-- Instruction --
Rewrite the material below, changing every instance of "Pick out" to "Mark" and leaving everything else untouched.

==========

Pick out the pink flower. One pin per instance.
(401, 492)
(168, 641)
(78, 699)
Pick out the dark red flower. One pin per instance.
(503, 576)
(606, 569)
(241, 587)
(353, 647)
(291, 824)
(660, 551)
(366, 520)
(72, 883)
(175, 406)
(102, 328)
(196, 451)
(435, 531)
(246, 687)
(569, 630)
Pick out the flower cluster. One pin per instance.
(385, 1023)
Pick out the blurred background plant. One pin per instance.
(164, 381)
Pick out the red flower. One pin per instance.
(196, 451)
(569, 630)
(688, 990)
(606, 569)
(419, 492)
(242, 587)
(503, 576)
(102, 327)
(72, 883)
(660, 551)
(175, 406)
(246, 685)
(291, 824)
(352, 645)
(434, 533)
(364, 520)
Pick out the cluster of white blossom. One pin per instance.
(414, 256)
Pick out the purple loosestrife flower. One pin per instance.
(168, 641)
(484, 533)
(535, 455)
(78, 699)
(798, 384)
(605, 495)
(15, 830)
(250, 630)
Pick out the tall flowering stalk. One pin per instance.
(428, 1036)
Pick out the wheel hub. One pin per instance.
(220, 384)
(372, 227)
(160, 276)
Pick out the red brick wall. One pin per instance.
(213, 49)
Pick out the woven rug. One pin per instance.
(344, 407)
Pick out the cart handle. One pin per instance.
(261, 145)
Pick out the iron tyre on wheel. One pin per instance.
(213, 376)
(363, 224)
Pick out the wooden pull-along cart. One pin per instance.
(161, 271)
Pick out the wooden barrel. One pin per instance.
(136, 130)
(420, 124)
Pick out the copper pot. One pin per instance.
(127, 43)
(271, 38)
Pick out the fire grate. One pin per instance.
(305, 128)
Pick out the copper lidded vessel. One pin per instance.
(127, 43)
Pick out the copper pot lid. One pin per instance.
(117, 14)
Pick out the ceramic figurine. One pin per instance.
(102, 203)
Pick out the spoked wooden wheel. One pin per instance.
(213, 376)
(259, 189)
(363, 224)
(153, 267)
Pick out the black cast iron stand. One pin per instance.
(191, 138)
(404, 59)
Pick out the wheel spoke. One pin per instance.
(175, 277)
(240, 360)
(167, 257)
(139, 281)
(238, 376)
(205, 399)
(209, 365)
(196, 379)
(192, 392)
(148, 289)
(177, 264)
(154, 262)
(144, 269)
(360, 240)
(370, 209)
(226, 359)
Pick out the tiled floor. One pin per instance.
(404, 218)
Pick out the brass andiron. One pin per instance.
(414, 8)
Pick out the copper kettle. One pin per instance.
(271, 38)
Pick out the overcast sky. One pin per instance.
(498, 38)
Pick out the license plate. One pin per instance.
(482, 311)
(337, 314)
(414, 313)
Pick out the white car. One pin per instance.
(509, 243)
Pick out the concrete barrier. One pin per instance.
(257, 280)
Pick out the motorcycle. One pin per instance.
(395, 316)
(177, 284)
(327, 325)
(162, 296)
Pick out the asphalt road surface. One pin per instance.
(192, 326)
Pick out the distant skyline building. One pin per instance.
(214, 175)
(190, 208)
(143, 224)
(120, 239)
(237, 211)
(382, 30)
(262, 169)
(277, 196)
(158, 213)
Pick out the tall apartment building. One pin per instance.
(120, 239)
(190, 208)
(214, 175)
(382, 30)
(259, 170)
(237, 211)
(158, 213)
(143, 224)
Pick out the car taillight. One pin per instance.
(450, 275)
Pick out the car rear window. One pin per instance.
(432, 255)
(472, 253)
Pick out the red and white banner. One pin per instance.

==========

-- Solution to the exercise --
Mark the pink flower. One pin per instance.
(401, 492)
(168, 641)
(78, 699)
Mark the dark red flower. One pin per instance.
(503, 576)
(606, 569)
(241, 587)
(353, 647)
(291, 824)
(660, 551)
(366, 520)
(72, 883)
(175, 406)
(102, 328)
(196, 451)
(435, 531)
(246, 687)
(569, 630)
Mark the flower cluster. One pin per instance.
(385, 1023)
Mark the blurred background plant. One pin per instance.
(164, 381)
Mark the red flower. One pin per instance.
(196, 451)
(569, 630)
(688, 990)
(606, 569)
(419, 492)
(242, 587)
(503, 576)
(102, 327)
(72, 883)
(660, 551)
(175, 406)
(246, 685)
(291, 824)
(352, 645)
(434, 533)
(364, 520)
Mark the cluster of white blossom. One pin per instance.
(414, 256)
Mark the purple loosestrife flower. One pin per instance.
(168, 641)
(484, 533)
(535, 455)
(78, 699)
(798, 384)
(605, 495)
(15, 830)
(250, 630)
Mark the tall flowering stalk. One pin per instance.
(428, 1036)
Mark the wheel hub. One pin per instance.
(220, 384)
(372, 227)
(160, 276)
Mark the red brick wall. One pin per instance.
(213, 49)
Mark the woven rug. One pin per instance.
(344, 407)
Mark the cart handle. One pin per instance.
(261, 145)
Mark the iron tyre on wheel. One pin per instance.
(213, 376)
(363, 224)
Mark the wooden pull-along cart. One pin per instance.
(161, 271)
Mark the wooden barrel. One pin per instance.
(136, 130)
(420, 124)
Mark the copper pot. One pin per instance.
(127, 43)
(271, 38)
Mark the fire grate. One pin per instance.
(305, 128)
Mark the copper lidded vessel. One pin per instance.
(127, 43)
Mark the copper pot lid. One pin per instance.
(117, 14)
Mark the ceramic figurine. One pin per instance.
(102, 203)
Mark the spoked wooden wheel. One pin per instance.
(213, 376)
(259, 189)
(363, 224)
(153, 267)
Mark the black cast iron stand. One pin per instance.
(191, 138)
(404, 59)
Mark the wheel spoke. One pin per instance.
(175, 277)
(240, 360)
(167, 257)
(139, 281)
(238, 376)
(205, 399)
(209, 365)
(196, 379)
(192, 392)
(148, 289)
(177, 264)
(154, 262)
(144, 269)
(360, 240)
(370, 209)
(226, 359)
Mark the tiled floor. One pin per instance.
(404, 218)
Mark the brass andiron. One pin per instance.
(414, 8)
Mark the copper kettle. One pin per instance.
(271, 38)
Mark the overcast sky. One pin per instance.
(498, 38)
Mark the license plate. One pin per instance.
(482, 311)
(337, 314)
(414, 313)
Mark the white car. One pin per instance.
(509, 243)
Mark the concrete barrier. One pin per instance.
(257, 280)
Mark the motorcycle. One pin per instance.
(395, 316)
(177, 284)
(327, 325)
(162, 296)
Mark the asphalt road surface. One pin per instance.
(192, 326)
Mark the distant skyline building. One pin per instance.
(214, 175)
(190, 208)
(143, 224)
(120, 239)
(237, 211)
(382, 30)
(262, 169)
(277, 196)
(158, 213)
Mark the tall apartment building. One pin per instance.
(120, 239)
(190, 208)
(214, 175)
(382, 30)
(259, 170)
(237, 211)
(158, 213)
(143, 224)
Mark the car taillight. One pin per instance.
(450, 275)
Mark the car rear window. One pin per instance.
(432, 255)
(472, 253)
Mark the red and white banner. One pin per instance.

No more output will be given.